Reproduce the entries from the line with "Where can the grass" to the line with "<point>732,144</point>", both lines included and the requests kept unchanged along with their format samples. In the answers, multiply every point coordinate by 1.15 and round each result to a whole number, rounding halves up.

-- start of THE DATA --

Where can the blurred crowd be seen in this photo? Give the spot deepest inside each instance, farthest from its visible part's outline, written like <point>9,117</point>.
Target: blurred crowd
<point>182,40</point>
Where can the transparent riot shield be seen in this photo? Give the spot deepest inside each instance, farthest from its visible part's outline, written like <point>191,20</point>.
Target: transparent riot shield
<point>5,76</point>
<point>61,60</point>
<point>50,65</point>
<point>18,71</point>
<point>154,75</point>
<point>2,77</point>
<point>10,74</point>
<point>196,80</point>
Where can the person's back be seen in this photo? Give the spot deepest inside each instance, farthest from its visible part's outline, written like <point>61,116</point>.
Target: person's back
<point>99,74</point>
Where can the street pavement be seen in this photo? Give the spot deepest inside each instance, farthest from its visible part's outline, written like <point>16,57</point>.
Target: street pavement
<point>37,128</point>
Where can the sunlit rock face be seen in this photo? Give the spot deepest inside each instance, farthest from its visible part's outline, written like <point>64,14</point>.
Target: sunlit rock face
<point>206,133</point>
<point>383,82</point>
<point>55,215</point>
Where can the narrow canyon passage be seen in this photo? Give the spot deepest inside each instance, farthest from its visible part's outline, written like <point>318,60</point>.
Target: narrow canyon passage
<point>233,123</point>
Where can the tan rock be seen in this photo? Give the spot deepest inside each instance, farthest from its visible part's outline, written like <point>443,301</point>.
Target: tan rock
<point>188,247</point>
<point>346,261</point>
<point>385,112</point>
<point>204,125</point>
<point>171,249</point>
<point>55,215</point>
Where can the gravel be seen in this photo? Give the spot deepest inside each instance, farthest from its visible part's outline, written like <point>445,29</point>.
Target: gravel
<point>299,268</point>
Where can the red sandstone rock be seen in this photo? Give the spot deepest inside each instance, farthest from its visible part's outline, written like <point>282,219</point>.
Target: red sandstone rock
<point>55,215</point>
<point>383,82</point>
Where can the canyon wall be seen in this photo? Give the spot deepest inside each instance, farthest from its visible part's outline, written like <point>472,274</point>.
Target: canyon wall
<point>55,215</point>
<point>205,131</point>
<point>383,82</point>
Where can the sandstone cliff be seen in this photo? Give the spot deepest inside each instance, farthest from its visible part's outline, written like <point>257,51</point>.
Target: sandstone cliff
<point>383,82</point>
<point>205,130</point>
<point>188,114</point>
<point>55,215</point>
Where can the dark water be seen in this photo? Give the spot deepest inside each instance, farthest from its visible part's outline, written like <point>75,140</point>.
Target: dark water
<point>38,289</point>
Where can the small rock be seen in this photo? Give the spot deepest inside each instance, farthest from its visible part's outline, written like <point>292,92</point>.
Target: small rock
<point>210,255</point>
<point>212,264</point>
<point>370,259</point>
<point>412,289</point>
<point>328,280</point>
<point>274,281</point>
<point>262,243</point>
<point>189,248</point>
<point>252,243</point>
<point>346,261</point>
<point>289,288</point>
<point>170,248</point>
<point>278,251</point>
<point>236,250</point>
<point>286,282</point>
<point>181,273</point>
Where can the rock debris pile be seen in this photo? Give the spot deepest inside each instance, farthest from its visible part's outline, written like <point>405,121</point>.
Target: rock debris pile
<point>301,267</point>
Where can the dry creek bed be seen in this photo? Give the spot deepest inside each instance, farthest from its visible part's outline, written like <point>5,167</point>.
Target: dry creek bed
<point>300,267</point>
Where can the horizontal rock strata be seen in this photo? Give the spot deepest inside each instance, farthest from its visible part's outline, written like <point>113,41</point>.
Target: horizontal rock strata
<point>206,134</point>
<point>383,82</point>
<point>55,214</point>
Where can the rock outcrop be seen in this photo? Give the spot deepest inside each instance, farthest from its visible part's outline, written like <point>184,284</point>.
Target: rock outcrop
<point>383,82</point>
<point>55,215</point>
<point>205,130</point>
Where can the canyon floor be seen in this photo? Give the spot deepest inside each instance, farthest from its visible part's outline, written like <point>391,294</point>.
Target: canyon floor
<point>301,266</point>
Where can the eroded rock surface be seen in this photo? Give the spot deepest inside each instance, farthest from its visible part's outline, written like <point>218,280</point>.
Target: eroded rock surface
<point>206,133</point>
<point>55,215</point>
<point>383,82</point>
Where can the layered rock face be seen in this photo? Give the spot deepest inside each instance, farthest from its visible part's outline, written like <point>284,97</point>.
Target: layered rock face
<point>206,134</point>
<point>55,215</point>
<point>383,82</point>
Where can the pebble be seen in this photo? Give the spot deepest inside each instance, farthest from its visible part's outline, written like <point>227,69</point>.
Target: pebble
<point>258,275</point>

-- end of THE DATA --
-- start of THE DATA --

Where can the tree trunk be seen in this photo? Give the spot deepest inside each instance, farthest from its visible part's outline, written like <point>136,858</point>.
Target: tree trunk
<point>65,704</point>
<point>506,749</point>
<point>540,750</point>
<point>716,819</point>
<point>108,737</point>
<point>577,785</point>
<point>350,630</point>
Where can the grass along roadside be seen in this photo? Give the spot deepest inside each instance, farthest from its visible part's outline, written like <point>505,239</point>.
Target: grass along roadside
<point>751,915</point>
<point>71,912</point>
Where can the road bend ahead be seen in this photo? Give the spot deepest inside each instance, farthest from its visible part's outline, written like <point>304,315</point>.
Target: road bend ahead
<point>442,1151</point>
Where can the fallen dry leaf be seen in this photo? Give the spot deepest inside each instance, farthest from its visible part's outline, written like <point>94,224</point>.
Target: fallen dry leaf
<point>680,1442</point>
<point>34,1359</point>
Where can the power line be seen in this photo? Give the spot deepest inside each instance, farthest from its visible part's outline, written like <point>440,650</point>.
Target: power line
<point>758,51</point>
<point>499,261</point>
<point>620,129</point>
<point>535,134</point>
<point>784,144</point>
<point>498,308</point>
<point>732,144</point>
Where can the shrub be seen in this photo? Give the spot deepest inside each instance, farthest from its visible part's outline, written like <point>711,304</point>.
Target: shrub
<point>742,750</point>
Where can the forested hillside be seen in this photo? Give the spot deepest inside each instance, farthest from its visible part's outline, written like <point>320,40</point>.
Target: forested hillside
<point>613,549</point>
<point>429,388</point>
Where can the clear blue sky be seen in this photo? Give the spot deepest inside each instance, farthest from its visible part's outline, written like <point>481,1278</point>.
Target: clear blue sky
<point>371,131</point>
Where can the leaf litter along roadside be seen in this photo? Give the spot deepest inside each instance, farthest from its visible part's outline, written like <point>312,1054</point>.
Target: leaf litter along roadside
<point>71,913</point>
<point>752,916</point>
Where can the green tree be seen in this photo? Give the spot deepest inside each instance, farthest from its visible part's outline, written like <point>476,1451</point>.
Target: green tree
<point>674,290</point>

-- end of THE DATA --

▶ _THE OUTPUT_:
Where can the grass along roadside be seen in this photo? Give the spot deepest inside each instance, farthest from its visible part's outline, written like <point>505,239</point>.
Target: grass along roadside
<point>864,1052</point>
<point>82,1049</point>
Where can the road bend ahead be seen in this photo? Give the spot deepest inside each instance, farthest from its visible part's outline, written like <point>304,315</point>.
Target: road bend ahead
<point>508,1324</point>
Where can the fallen dry leaf be seen in this photo? Give the spot deepest inside each instance, farthest from its visible part's outline, written like <point>94,224</point>.
Target: fallen dry leaf
<point>782,1658</point>
<point>39,1563</point>
Where can the power line be seen in this photo? Give the spot deepest inside each instance, farthest from its visible part's outline, written like <point>440,650</point>.
Target: power line
<point>872,59</point>
<point>574,300</point>
<point>713,148</point>
<point>615,154</point>
<point>902,166</point>
<point>573,354</point>
<point>842,166</point>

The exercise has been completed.